## What to produce
Write out every one of the records below word for word, changing nothing.

------------------------------

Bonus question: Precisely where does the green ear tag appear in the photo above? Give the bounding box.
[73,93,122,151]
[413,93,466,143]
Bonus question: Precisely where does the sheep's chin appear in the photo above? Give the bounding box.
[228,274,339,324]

------------------------------

## Finished task
Bonus question: Precisely where does the green ear tag appear in the photo above? Give the bounding box.
[73,93,122,151]
[413,93,466,143]
Bonus question: Precisely where does the sheep's chin appear in the photo above? Give the bounding box.
[228,274,339,324]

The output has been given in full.